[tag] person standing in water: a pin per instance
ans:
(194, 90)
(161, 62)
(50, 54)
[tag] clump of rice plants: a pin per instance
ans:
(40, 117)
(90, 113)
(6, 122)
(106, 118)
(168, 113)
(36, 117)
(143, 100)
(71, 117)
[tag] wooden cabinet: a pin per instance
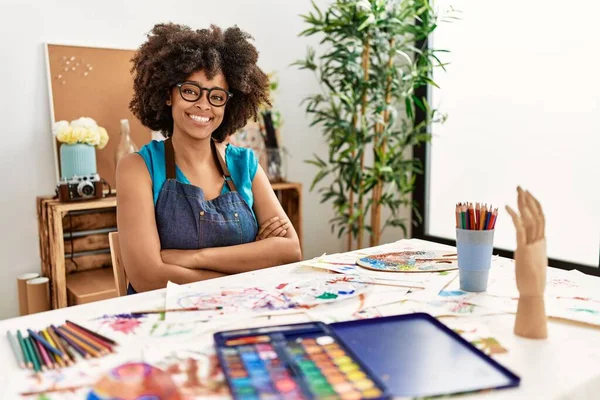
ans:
(74, 247)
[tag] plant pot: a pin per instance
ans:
(77, 159)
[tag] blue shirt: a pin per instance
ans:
(242, 164)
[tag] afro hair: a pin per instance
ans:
(173, 52)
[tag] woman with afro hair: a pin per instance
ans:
(190, 207)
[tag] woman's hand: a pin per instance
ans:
(183, 258)
(274, 227)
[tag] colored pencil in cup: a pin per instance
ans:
(476, 216)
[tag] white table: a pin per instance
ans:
(566, 365)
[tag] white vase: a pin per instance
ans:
(126, 145)
(77, 159)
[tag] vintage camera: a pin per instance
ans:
(80, 188)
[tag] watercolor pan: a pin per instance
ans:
(412, 355)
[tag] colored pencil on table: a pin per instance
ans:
(91, 337)
(71, 343)
(93, 333)
(84, 339)
(177, 310)
(37, 365)
(16, 349)
(45, 343)
(62, 347)
(27, 358)
(58, 360)
(46, 355)
(91, 351)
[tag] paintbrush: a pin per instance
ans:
(55, 390)
(388, 284)
(216, 308)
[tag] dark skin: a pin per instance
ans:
(148, 266)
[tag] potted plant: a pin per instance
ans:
(79, 140)
(372, 61)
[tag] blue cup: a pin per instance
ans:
(474, 250)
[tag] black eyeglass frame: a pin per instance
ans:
(201, 92)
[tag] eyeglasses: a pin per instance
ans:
(192, 92)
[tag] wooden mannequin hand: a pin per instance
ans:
(531, 262)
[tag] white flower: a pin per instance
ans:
(60, 127)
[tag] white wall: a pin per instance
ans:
(26, 153)
(527, 90)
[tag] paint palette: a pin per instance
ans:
(318, 291)
(407, 356)
(302, 363)
(410, 261)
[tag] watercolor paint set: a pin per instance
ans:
(412, 355)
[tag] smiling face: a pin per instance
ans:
(197, 119)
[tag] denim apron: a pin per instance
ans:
(187, 221)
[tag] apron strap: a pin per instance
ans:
(221, 164)
(170, 159)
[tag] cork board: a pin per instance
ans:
(97, 83)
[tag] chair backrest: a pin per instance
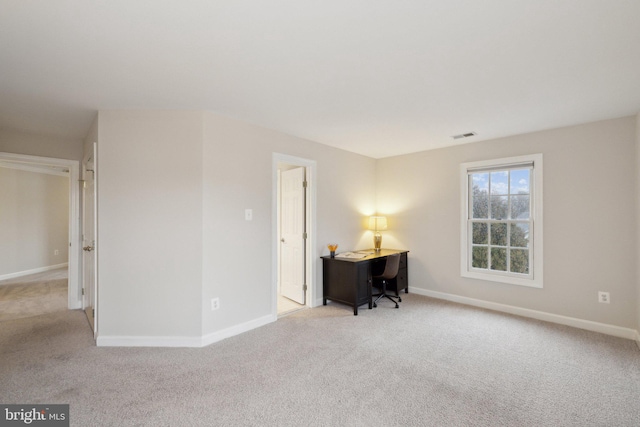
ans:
(391, 267)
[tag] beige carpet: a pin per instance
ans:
(428, 363)
(33, 295)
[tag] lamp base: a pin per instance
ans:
(377, 241)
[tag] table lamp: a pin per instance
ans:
(377, 223)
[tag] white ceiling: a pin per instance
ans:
(376, 77)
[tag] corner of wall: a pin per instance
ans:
(638, 226)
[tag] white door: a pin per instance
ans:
(292, 238)
(89, 239)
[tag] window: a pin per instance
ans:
(501, 221)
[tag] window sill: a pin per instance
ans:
(530, 283)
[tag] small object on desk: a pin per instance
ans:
(352, 255)
(332, 249)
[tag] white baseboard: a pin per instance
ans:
(131, 341)
(616, 331)
(236, 330)
(33, 271)
(126, 341)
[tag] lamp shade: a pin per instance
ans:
(377, 223)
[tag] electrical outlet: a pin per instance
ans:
(603, 297)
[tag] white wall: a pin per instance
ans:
(17, 142)
(34, 220)
(173, 187)
(149, 224)
(590, 219)
(238, 174)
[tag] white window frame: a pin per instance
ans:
(535, 277)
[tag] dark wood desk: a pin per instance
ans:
(348, 280)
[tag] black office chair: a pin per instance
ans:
(381, 281)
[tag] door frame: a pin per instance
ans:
(93, 157)
(75, 252)
(310, 215)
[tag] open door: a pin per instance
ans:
(293, 235)
(89, 261)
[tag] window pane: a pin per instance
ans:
(520, 261)
(499, 207)
(520, 207)
(499, 234)
(480, 259)
(520, 181)
(480, 196)
(520, 235)
(499, 183)
(480, 233)
(499, 259)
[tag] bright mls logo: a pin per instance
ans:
(34, 415)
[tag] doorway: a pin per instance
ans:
(69, 168)
(293, 234)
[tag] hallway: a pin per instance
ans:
(34, 294)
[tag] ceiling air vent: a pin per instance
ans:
(464, 135)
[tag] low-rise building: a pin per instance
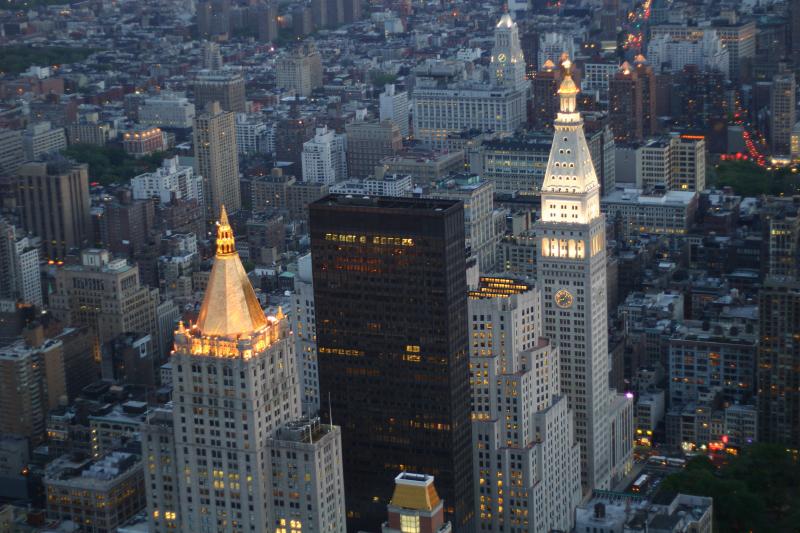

====================

Written task: Rewrite all of the lines above as a numbered list, dropping any blank lines and leaving out the pictures.

In response:
1. [tag] person standing in water: a pin per instance
2. ans:
3. (194, 90)
4. (161, 62)
5. (50, 54)
6. [tag] clump of rice plants: a pin per instance
7. ans:
8. (40, 117)
9. (90, 113)
10. (6, 122)
11. (106, 118)
12. (168, 113)
13. (36, 117)
14. (143, 100)
15. (71, 117)
16. [tag] wooden cabinet: a pin per instance
17. ans:
18. (74, 247)
19. [tag] plant pot: a pin per instance
20. ans:
21. (77, 159)
22. [tag] blue shirt: a pin per instance
23. ans:
24. (242, 164)
25. [tag] afro hair: a pin per instance
26. ans:
27. (173, 52)
28. [tag] woman with afro hair: a pin per instance
29. ans:
30. (190, 207)
31. [tag] woman's hand: a pin per instance
32. ans:
33. (183, 258)
34. (274, 227)
35. [tag] colored pencil in cup: a pin per instance
36. ans:
37. (476, 216)
38. [tag] white table: a pin per instance
39. ans:
40. (566, 365)
41. [tag] white vase: a pin per instance
42. ans:
43. (126, 145)
44. (77, 159)
45. [tag] vintage camera: a pin per instance
46. ans:
47. (80, 188)
48. [tag] watercolor pan: a pin per instance
49. ans:
50. (412, 355)
51. [tag] colored pencil on table: a pin per instance
52. ans:
53. (91, 337)
54. (71, 343)
55. (93, 333)
56. (84, 339)
57. (177, 310)
58. (37, 365)
59. (16, 349)
60. (45, 343)
61. (62, 347)
62. (27, 358)
63. (58, 360)
64. (46, 355)
65. (91, 351)
66. [tag] paintbrush: a pin per instance
67. ans:
68. (55, 390)
69. (388, 284)
70. (216, 308)
71. [tag] dark skin: a pin per instance
72. ans:
73. (148, 266)
74. [tag] potted plant: a pin per instance
75. ans:
76. (79, 140)
77. (372, 61)
78. [tag] blue cup: a pin per instance
79. ans:
80. (474, 250)
81. [tag] black eyeglass frame: a pin per instance
82. ans:
83. (201, 92)
84. [tag] eyeglasses: a pin per instance
85. ans:
86. (192, 92)
87. [tag] wooden mannequin hand: a pin per instance
88. ans:
89. (531, 262)
90. [tag] white flower: a pin per instance
91. ans:
92. (60, 127)
93. [tag] white wall: a pin per instance
94. ans:
95. (26, 153)
96. (527, 90)
97. [tag] paint palette: a pin per instance
98. ans:
99. (318, 291)
100. (407, 356)
101. (302, 363)
102. (410, 261)
103. [tag] watercolor paint set: a pin per instance
104. ans:
105. (412, 355)
106. [tag] smiling face: a pin per instance
107. ans:
108. (197, 119)
109. [tag] denim apron: a pin per instance
110. ans:
111. (187, 221)
112. [tag] apron strap: a pin per instance
113. ans:
114. (221, 164)
115. (170, 159)
116. [tag] cork board: a pin per instance
117. ans:
118. (97, 83)
119. [tag] chair backrest: a pin per instance
120. ans:
121. (391, 267)
122. [tag] beige carpet: a pin per instance
123. ans:
124. (428, 363)
125. (33, 295)
126. [tag] lamp base: a pin per instance
127. ans:
128. (377, 241)
129. [tag] table lamp: a pin per instance
130. ans:
131. (377, 223)
132. [tag] white ceiling: a pin per instance
133. ans:
134. (376, 77)
135. [tag] corner of wall: a pin per instance
136. ans:
137. (638, 226)
138. [tag] white door: a pin per instance
139. ans:
140. (292, 238)
141. (89, 239)
142. [tag] window: a pin per instance
143. ans:
144. (501, 221)
145. [tag] window sill: a pin per instance
146. ans:
147. (530, 283)
148. [tag] small object on desk: a pin per instance
149. ans:
150. (352, 255)
151. (332, 249)
152. [tag] white baseboard: a pin per instance
153. ans:
154. (131, 341)
155. (616, 331)
156. (236, 330)
157. (33, 271)
158. (126, 341)
159. [tag] lamp shade: a pin per instance
160. ans:
161. (377, 223)
162. [tag] electrical outlet: a pin per instance
163. ans:
164. (603, 297)
165. [tag] white wall: a pin per instance
166. ans:
167. (17, 142)
168. (34, 220)
169. (173, 187)
170. (149, 224)
171. (590, 219)
172. (238, 174)
173. [tag] white window frame: a pin per instance
174. ans:
175. (535, 277)
176. [tag] dark wood desk: a pin per instance
177. ans:
178. (348, 280)
179. [tag] black office chair: a pin per instance
180. ans:
181. (381, 281)
182. [tag] door frame: a pin per instance
183. ans:
184. (93, 157)
185. (75, 252)
186. (310, 215)
187. [tag] open door: a pin per instance
188. ans:
189. (293, 235)
190. (89, 261)
191. [tag] window pane: a pin per instance
192. ans:
193. (520, 261)
194. (499, 207)
195. (520, 207)
196. (499, 234)
197. (480, 259)
198. (520, 181)
199. (480, 196)
200. (520, 235)
201. (499, 183)
202. (480, 233)
203. (499, 259)
204. [tag] bright mls logo: a pin per instance
205. ans:
206. (34, 415)
207. [tag] doorway: a pin per instance
208. ans:
209. (69, 168)
210. (293, 234)
211. [tag] hallway: a pin per instance
212. ans:
213. (34, 294)
214. [tag] ceiling air vent: a pin per instance
215. ans:
216. (464, 135)
217. [tag] low-rise building: a pin per instance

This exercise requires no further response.